> TO DO:
1 - In the rolling-rod passage, what happens to the temperature difference in the rod cross-section as heat flux increases at a given rolling angular velocity?
2 - Extract the part of the rolling-rod passage from "From the accessible" up to and including "and geometric parameters.".

══ PROVIDED PASSAGE ══

From the accessible experiments [14,42], the typical values of material properties and geometrical parameters available for the experiments are presented in

Table 1. Material properties and geometric parameters.

Parameter	Definition	Value	Unit
Te	External environment temperature	$10$	${}^{\circ }\mathrm{C}$
$a$	Internal radius	${0~10}^{-3}$	$\mathrm{m}$
$b$	External radius	${10}^{-3}$	$\mathrm{m}$
$h$	Heat transfer coefficient	$5~10$	$\mathrm{W}/{\mathrm{m}}^2/{}^{\circ }\mathrm{C}$
$\psi$	Thermal diffusion coefficient	$1.2\times {10}^{-6}$	${\mathrm{m}}^2/\mathrm{s}$
k	Heat conduction coefficient	$0.05~0.1$	$\mathrm{W}/\mathrm{m}/{}^{\circ }\mathrm{C}$
q	Heat flux	$0~35\times {10}^3$	$\mathrm{W}/{\mathrm{m}}^2$
ω	Rolling angular velocity	$0~4\mathsf{\pi }$	${\mathrm{s}}^{-1}$
$L$	Rod length	$0.2$	$\mathrm{m}$
$C_{\mathrm{T}}$	Thermal expansion coefficient	$5\times {10}^{-4}$	$1/{}^{\circ }\mathrm{C}$
$E$	Elastic modulus of the material	$5$	$\mathrm{MPa}$
$\rho$	Mass density	$1.3\times {10}^3$	$\mathrm{kg}/{\mathrm{m}}^3$
$g$	Gravitational acceleration	$10$	$\mathrm{m}/{\mathrm{s}}^2$
$C_{\mathrm{f}}$	Sliding friction coefficient	$0.1~0.5$

, and the estimates of dimensionless parameters are listed in

Table 2. Dimensionless parameters.

Parameter	Definition	Expression	Value
$\overline{q}$	Dimensionless heat flux	$\overline{q}=qb/k{T}_{\mathrm{e}}$	$0~45$
$\overline{h}$	Dimensionless heat transfer coefficient	$\overline{h}=hb/k$	$0.1~0.8$
λ	Radius ratio	$\lambda =a/b$	$0~1$
$\overline{\omega }$	Dimensionless rolling angular velocity	$\overline{\omega }=\omega b^2/\psi$	$0~10$
${\overline{C}}_{\mathrm{T}}$	Dimensionless thermal expansion coefficient	${\overline{C}}_{\mathrm{T}}=C_{\mathrm{T}}{T}_{\mathrm{e}}$	$5\times {10}^{-3}$
$\mathsf{\Omega }$	Dimensionless parameter	$\mathsf{\Omega }=C_{\mathrm{f}}\rho g{r}_2/E{\left(\overline{q}{\overline{C}}_{\mathrm{T}}sin {\theta }_0\right)}^2$	$0~50$

. The deformation of the thick-walled cylindrical rod for the given parameters in this paper is small. Figure 2a–d shows the temperature fields on the cross section of a thick-walled cylindrical rod in steady-state rolling for different combinations of rolling angular velocity $\overline{\omega }$ and heat flux $\overline{q}$. We set $\overline{h}=0.3$, $\lambda =0.3$, and ${\theta }_0=0.2$. For a given heat flux $\overline{q}$, the temperature difference in the rod cross-section increases and then decreases with the increase in rolling angular velocity $\overline{\omega }$, and the temperature field tends to be uniform. In contrast, for a given rolling angular velocity $\overline{\omega }$, the temperature difference in the rod cross-section increases with the increase in heat flux $\overline{q}$, and the non-uniformity of the temperature field increases.

═══
══ RECORDS SUPPLIED ══

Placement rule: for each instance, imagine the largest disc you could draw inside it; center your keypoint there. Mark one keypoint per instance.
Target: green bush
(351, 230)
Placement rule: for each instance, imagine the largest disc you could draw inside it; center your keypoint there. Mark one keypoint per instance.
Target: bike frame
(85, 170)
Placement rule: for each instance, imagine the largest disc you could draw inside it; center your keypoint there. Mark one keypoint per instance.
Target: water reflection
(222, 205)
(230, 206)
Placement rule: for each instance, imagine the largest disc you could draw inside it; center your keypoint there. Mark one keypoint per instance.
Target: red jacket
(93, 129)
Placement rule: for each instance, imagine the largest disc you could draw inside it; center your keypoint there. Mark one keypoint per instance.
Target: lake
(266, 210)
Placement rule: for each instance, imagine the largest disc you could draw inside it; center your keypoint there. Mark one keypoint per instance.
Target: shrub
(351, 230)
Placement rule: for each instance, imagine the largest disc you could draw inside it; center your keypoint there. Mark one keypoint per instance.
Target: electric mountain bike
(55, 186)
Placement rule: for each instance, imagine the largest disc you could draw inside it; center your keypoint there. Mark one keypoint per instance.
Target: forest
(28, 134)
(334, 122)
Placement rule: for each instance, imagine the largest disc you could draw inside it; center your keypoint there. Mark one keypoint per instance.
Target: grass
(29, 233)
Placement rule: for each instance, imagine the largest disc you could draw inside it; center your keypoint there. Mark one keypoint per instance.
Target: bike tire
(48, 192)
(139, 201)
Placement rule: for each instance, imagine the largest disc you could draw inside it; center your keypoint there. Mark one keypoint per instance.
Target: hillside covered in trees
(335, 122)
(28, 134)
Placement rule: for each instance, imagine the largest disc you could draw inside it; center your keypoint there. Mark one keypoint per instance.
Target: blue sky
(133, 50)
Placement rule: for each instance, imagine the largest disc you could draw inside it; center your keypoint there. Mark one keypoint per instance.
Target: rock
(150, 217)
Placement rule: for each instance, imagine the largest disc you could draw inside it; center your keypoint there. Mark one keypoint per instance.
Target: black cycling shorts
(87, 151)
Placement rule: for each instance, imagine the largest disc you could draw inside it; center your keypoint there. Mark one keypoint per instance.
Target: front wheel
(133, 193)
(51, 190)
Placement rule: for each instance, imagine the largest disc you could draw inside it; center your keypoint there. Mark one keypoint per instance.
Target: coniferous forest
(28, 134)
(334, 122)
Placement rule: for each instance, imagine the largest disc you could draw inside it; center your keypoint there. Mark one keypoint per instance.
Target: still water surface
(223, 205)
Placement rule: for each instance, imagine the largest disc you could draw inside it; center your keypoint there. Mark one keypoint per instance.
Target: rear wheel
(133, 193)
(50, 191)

═══

> TASK-BY-TASK RESULTS:
1 - It increases, and the temperature field becomes more non-uniform.

2 -
From the accessible experiments [14,42], the typical values of material properties and geometrical parameters available for the experiments are presented in

Table 1. Material properties and geometric parameters.